Exercise description: Reproduce every line of the records below with "drop a single pin" swapped for "place one marker" wherever it appears, changing nothing else. Omit the pictures from your output.

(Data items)
=-=-=

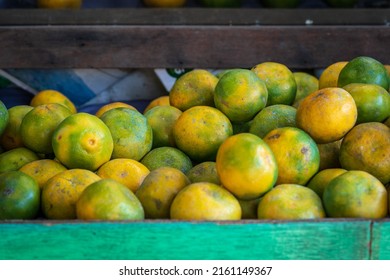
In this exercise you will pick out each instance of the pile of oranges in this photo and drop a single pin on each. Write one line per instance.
(259, 143)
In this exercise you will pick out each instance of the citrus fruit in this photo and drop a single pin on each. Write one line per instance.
(158, 190)
(327, 114)
(19, 196)
(128, 172)
(61, 192)
(306, 84)
(161, 119)
(296, 154)
(330, 76)
(38, 126)
(4, 117)
(272, 117)
(42, 170)
(367, 147)
(372, 102)
(108, 199)
(329, 154)
(131, 132)
(52, 96)
(167, 156)
(58, 4)
(355, 194)
(290, 202)
(200, 130)
(194, 88)
(279, 80)
(204, 172)
(82, 141)
(366, 70)
(322, 178)
(246, 166)
(15, 158)
(11, 138)
(112, 105)
(205, 201)
(240, 95)
(165, 3)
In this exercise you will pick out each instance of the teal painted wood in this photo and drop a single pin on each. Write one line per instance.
(380, 248)
(335, 239)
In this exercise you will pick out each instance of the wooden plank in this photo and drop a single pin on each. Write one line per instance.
(195, 16)
(216, 47)
(309, 240)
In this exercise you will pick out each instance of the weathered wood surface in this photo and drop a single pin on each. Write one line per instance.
(310, 240)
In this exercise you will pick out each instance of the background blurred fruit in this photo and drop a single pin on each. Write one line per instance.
(280, 82)
(327, 114)
(194, 88)
(132, 135)
(290, 202)
(240, 95)
(19, 196)
(205, 201)
(355, 194)
(367, 147)
(246, 166)
(296, 154)
(108, 199)
(61, 192)
(158, 190)
(128, 172)
(199, 132)
(82, 141)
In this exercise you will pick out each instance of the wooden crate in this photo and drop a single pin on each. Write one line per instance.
(192, 38)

=-=-=

Finished answer:
In this exercise you will pick out each instance of the pile of oranges in this photo and place one marker on each. Write one line per instance.
(259, 143)
In this exercise you will pick out each instance of the citrus fruit in this photo and place one marker on each. Write one line per instance.
(158, 190)
(327, 114)
(19, 196)
(128, 172)
(61, 192)
(306, 84)
(161, 119)
(296, 154)
(330, 76)
(38, 126)
(4, 117)
(272, 117)
(42, 170)
(367, 147)
(372, 102)
(108, 199)
(329, 154)
(131, 132)
(52, 96)
(167, 156)
(58, 4)
(355, 194)
(290, 202)
(200, 130)
(194, 88)
(279, 80)
(204, 172)
(82, 141)
(366, 70)
(322, 178)
(246, 166)
(15, 158)
(11, 138)
(112, 105)
(205, 201)
(240, 95)
(165, 3)
In this exercise you will pick out each instance of the teal painted wood in this photo and place one marker on each. Write one line per instance.
(380, 248)
(335, 239)
In this exercise you will pick out each instance of the wooden plank in this photo and place one marker on each. Write one line per instance.
(195, 16)
(216, 47)
(309, 240)
In this exercise you will pick out each instance of the weathered wood surface in this photo and place one marker on each. Write one line per instance.
(310, 240)
In this exercise you will pick out each instance of the background blurred fruit in this photo and place one marker on each. Write one line per instance.
(280, 82)
(327, 114)
(194, 88)
(132, 135)
(290, 202)
(240, 95)
(19, 196)
(205, 201)
(355, 194)
(367, 147)
(246, 166)
(296, 154)
(108, 199)
(61, 192)
(158, 190)
(128, 172)
(199, 132)
(82, 141)
In this exercise you will pick out each instance of the wooden crate in this photo and place one marker on each. Write one line per instance.
(192, 38)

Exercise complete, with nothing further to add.